§ **Exercise**:
Exactly as written, transcribe the lines that run from the one containing "foreground, shaped like this sample" to the end of the records below.

§ **Entries provided**:
_ _ _ _
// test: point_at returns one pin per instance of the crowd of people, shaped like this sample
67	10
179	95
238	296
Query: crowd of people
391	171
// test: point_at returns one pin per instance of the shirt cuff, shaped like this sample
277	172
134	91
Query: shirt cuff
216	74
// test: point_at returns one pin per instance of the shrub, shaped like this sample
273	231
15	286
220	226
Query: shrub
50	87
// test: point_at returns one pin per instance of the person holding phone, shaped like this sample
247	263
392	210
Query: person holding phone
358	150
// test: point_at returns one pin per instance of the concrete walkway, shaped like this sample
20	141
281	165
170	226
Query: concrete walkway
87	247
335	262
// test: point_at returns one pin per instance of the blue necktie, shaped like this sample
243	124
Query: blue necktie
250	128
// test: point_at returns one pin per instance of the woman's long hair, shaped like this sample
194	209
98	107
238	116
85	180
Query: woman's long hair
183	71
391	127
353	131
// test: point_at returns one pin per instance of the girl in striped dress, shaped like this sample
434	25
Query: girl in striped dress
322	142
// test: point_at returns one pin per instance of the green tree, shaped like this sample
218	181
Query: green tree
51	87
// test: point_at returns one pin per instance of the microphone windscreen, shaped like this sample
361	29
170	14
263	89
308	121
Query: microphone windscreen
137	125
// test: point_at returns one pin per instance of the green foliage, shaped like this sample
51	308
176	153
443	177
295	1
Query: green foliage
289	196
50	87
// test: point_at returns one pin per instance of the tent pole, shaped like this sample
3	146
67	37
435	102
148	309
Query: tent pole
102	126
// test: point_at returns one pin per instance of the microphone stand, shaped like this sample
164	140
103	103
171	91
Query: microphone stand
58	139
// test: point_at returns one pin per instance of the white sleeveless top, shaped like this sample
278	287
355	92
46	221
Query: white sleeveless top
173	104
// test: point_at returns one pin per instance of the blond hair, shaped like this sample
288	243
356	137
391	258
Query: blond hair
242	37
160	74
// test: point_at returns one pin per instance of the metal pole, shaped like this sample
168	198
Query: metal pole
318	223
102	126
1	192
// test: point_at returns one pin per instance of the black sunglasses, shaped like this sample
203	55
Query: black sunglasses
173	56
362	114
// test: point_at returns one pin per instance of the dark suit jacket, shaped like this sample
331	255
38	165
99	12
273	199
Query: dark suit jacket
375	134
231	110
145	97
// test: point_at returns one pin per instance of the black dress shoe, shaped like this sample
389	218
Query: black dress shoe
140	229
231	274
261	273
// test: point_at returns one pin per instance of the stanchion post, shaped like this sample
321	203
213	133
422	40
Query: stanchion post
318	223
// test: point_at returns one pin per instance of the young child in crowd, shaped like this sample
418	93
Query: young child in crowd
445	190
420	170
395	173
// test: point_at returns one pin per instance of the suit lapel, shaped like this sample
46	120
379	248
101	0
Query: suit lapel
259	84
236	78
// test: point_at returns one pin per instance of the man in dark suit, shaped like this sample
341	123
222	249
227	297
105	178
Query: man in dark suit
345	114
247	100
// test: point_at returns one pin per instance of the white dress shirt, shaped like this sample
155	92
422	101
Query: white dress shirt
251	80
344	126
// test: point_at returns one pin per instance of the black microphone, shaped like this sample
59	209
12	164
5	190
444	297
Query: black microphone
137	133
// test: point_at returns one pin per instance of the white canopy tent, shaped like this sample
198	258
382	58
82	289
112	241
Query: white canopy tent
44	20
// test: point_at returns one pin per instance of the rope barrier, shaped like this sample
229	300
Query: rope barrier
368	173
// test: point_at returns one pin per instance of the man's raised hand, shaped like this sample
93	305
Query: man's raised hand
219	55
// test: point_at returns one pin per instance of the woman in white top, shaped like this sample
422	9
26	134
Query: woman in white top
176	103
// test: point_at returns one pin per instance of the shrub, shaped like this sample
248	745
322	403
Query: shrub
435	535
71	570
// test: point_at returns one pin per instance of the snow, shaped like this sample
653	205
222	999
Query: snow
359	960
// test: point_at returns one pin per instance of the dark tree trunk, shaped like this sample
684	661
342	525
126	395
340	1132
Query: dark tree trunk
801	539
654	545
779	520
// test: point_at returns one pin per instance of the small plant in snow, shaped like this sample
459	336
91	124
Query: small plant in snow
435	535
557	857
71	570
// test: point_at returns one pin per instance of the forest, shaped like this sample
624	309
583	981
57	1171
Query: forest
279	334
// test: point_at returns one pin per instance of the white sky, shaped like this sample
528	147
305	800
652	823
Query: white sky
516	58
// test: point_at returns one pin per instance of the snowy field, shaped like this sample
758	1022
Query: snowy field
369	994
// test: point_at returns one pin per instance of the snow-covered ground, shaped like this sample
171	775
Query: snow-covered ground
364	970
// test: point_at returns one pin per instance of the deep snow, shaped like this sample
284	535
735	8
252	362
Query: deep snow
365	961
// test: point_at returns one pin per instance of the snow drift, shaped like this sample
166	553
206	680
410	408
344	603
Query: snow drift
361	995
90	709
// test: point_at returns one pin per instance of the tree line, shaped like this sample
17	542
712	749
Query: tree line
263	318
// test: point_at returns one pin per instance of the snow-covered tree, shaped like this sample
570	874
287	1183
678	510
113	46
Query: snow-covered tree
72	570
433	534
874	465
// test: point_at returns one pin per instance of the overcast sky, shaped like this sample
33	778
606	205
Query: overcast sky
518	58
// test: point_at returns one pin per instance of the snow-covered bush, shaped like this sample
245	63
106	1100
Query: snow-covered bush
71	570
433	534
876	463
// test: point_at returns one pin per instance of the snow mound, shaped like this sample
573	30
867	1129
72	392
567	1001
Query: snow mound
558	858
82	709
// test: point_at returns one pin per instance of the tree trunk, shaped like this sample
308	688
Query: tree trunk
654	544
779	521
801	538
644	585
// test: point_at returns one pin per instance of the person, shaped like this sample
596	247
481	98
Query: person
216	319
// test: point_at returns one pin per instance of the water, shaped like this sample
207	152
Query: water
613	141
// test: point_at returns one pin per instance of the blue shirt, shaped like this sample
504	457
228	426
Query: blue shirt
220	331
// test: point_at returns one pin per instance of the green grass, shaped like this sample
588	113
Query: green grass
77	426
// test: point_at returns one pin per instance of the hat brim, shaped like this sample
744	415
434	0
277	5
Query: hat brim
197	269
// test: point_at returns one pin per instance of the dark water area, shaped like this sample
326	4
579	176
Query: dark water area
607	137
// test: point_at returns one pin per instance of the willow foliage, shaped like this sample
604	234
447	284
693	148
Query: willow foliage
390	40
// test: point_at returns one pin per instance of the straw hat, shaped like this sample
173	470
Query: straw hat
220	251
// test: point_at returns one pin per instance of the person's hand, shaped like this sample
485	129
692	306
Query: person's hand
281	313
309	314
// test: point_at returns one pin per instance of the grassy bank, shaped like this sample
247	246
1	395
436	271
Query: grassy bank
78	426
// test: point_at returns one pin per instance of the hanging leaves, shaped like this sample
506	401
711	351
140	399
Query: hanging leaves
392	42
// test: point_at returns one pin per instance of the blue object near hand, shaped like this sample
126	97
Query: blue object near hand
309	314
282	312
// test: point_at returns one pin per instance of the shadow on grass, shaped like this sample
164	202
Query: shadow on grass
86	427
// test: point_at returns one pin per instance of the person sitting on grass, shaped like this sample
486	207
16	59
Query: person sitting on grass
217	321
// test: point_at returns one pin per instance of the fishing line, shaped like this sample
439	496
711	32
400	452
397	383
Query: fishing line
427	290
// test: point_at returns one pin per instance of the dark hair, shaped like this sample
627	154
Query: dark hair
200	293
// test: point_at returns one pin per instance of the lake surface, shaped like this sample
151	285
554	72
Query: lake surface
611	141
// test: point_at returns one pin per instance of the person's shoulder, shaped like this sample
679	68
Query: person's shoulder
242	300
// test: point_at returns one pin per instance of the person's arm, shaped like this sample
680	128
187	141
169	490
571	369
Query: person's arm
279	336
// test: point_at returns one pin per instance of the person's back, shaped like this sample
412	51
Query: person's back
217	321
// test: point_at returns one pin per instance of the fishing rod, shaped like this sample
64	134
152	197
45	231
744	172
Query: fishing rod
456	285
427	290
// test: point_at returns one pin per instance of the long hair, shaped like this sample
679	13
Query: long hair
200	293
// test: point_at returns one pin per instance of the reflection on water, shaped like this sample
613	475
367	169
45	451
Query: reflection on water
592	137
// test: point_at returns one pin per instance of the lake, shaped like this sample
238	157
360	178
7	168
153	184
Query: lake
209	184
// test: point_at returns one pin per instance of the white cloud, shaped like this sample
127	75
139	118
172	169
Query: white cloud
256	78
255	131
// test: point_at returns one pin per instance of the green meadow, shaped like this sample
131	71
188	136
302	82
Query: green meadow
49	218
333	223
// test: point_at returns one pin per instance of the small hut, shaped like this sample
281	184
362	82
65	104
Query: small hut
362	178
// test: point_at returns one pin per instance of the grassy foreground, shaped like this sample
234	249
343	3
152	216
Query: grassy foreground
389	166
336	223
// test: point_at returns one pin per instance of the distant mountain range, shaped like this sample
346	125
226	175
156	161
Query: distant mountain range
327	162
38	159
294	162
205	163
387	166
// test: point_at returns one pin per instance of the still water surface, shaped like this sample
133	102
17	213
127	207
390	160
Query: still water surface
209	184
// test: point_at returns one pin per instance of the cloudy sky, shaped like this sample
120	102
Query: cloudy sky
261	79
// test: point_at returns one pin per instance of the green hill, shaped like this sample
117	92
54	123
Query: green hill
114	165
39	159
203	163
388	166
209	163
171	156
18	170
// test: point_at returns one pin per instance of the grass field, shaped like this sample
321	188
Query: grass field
_ _ _ _
§ **Answer to the task**:
// test: point_at returns one pin per instance of the grassy foreground, shaped like this sample
234	249
343	3
152	216
Query: grassy foreground
389	166
336	223
// test: point_at returns one pin per instance of the distant mountain range, shaped like this sample
346	125
226	175
156	161
Query: distant mountain range
327	162
38	159
294	162
205	163
387	166
// test: point_at returns one pin per instance of the still water surface, shaped like this sample
133	102
17	213
127	207
390	160
Query: still water surface
209	184
// test: point_at returns one pin per instance of the cloudy sky, shaped like this sample
120	102
Query: cloudy sky
261	79
// test: point_at returns one pin per instance of the green hill, shaped like this sample
117	92
54	123
Query: green hill
114	165
39	159
203	163
388	166
209	163
171	156
18	170
// test: point_at returns one pin per instance of the grass field, shaped like this sample
321	188
Query: grass field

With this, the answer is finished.